Set problem »
List every line in the records that contains the word "white", copying each line in full.

Material for this task »
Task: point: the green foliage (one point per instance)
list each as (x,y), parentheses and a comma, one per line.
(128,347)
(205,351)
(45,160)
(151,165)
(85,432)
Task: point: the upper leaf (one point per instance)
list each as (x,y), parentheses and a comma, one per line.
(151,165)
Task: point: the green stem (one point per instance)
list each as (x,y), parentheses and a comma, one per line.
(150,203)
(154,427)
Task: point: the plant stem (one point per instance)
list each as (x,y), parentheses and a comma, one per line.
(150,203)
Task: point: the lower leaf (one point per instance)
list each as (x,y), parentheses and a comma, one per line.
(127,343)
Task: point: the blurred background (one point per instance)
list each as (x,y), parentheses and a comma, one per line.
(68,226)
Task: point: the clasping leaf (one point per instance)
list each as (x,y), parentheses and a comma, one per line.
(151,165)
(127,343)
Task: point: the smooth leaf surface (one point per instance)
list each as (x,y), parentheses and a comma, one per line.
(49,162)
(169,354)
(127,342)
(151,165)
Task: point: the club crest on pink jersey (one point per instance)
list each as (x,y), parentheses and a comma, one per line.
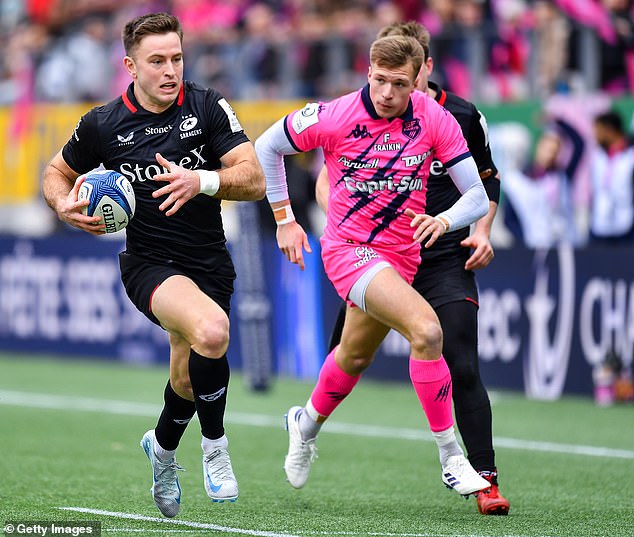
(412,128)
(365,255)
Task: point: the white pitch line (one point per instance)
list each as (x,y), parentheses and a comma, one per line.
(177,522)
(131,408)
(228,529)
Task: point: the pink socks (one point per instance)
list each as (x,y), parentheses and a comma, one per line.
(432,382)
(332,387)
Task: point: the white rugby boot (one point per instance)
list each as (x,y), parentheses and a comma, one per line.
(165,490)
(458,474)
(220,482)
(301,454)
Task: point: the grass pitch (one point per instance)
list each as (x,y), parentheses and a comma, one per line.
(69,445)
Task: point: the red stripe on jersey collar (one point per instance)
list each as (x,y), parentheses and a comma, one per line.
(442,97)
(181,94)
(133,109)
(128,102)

* * *

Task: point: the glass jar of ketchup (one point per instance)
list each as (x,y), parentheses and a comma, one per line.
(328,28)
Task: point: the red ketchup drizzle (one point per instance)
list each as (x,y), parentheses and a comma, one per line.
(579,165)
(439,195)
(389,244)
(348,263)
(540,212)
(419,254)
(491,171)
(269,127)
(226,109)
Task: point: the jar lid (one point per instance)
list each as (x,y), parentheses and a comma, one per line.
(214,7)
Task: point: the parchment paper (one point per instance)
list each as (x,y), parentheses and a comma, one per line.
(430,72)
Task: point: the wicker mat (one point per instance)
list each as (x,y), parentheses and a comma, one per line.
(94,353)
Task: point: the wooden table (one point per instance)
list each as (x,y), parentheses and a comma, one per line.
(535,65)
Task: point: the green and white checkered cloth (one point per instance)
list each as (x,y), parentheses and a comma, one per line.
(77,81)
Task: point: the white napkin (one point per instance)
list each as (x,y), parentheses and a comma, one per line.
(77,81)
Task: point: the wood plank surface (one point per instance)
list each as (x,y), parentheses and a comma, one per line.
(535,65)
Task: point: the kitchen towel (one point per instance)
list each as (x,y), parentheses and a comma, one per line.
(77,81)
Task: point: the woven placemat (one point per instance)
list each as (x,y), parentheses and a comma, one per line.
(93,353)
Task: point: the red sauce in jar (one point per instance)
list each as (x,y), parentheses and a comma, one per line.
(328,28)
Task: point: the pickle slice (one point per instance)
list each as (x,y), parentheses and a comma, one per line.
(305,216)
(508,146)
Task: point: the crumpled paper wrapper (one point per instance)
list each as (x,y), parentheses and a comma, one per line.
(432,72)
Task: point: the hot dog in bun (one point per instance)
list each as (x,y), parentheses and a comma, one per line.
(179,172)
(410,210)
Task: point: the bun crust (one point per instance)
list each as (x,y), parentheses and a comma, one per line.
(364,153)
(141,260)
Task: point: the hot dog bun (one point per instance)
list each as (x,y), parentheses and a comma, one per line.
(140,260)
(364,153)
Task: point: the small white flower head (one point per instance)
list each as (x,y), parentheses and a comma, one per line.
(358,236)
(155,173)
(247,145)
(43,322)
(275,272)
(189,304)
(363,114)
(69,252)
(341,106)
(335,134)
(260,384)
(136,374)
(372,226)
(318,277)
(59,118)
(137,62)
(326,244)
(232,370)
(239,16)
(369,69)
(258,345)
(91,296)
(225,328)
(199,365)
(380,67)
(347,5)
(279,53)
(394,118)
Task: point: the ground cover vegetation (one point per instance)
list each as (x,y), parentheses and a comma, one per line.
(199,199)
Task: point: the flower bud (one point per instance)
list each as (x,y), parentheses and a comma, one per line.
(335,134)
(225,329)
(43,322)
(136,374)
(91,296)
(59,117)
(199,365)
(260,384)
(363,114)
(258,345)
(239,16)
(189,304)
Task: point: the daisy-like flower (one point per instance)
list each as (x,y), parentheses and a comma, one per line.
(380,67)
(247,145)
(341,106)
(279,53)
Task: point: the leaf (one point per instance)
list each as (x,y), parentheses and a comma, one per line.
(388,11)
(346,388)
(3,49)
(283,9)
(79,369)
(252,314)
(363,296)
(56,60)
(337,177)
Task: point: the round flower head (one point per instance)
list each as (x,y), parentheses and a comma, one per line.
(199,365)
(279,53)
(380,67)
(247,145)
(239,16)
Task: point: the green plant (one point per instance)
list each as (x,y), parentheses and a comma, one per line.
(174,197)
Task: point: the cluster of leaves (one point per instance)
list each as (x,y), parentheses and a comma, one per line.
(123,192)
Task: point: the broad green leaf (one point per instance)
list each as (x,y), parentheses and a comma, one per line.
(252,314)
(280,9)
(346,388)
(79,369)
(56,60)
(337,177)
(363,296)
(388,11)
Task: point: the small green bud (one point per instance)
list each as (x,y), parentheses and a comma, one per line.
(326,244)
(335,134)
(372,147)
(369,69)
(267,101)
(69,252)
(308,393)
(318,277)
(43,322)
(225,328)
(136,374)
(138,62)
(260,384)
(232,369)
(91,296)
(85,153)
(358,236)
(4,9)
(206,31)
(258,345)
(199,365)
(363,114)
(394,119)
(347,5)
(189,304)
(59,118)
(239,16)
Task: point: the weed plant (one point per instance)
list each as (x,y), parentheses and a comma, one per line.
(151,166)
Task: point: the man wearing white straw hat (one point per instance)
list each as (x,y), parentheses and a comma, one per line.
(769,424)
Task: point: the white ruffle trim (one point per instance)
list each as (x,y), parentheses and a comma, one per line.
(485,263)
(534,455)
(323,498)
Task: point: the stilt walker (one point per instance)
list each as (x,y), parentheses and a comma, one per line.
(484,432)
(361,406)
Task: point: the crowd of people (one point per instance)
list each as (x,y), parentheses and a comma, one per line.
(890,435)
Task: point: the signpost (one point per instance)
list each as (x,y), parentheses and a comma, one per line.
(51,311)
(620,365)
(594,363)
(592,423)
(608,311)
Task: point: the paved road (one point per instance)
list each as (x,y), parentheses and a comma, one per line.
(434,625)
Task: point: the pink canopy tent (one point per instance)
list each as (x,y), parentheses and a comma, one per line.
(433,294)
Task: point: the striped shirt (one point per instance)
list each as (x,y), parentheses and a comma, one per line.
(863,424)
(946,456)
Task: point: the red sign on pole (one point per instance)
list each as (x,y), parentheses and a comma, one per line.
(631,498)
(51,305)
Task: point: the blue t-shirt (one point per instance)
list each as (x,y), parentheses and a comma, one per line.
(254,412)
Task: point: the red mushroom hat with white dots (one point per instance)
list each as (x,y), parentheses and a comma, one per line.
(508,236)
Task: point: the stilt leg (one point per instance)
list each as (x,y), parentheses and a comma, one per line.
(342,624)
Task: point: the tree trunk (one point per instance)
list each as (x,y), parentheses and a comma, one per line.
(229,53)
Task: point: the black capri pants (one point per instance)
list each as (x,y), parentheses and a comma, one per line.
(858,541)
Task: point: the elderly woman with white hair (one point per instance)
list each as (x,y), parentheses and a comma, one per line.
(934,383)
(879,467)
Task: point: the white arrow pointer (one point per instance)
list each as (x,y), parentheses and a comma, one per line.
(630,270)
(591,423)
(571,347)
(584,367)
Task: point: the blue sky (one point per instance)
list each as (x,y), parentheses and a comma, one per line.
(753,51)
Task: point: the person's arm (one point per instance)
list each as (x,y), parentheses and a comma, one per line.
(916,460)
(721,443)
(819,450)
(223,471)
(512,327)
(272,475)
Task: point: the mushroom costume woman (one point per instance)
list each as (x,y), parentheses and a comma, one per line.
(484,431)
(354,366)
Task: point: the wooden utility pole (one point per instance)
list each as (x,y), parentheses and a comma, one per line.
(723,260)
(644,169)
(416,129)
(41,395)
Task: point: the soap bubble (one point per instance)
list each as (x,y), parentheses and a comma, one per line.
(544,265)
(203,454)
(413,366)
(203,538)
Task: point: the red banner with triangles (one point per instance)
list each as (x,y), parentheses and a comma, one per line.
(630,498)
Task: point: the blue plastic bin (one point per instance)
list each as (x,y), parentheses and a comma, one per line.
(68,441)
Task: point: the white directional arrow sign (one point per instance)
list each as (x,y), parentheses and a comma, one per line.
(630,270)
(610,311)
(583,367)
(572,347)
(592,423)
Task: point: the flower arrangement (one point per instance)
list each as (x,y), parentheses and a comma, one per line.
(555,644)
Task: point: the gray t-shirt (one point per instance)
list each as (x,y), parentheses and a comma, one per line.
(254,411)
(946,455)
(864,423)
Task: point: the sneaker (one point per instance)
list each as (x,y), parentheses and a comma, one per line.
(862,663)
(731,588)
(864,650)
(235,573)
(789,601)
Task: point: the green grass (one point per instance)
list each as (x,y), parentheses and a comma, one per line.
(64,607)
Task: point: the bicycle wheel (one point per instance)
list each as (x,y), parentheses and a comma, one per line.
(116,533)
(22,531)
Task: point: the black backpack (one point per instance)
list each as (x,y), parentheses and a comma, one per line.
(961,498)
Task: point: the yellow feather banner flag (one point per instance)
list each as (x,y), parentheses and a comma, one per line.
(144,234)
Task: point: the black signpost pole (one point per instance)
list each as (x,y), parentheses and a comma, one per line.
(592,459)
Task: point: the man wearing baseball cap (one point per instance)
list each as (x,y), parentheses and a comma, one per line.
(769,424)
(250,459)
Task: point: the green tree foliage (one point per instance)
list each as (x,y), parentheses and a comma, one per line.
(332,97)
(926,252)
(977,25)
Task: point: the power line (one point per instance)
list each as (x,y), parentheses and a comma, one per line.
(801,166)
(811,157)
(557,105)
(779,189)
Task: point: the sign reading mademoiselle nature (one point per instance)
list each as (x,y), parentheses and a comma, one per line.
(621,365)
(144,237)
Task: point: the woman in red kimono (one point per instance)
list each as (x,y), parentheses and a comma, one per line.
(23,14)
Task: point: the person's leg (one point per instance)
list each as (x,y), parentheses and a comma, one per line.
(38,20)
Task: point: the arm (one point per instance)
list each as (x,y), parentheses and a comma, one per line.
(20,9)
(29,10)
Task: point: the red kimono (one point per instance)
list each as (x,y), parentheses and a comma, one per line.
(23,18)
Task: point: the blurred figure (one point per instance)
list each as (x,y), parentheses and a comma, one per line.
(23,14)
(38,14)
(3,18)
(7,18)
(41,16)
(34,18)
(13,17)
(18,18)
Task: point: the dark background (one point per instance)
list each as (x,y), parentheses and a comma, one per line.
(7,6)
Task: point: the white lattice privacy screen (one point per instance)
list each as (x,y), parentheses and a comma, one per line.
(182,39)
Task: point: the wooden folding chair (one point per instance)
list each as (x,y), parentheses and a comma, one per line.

---

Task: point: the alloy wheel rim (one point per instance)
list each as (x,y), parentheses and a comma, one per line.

Answer for the task »
Task: point: the white pitch line (one point per instance)
Task: point: the white rugby boot (one point per instance)
Task: point: the green and white checkered cloth (one point per instance)
Task: point: the white napkin (one point per instance)
Task: point: the small white flower head (one point per instance)
Task: point: the man wearing white straw hat (one point per instance)
Task: point: the white ruffle trim (one point per instance)
Task: point: the red mushroom hat with white dots (one point per instance)
Task: point: the elderly woman with white hair (one point per instance)
Task: point: the white arrow pointer (one point per instance)
Task: point: the white directional arrow sign (one point per instance)
Task: point: the white lattice privacy screen (one point per instance)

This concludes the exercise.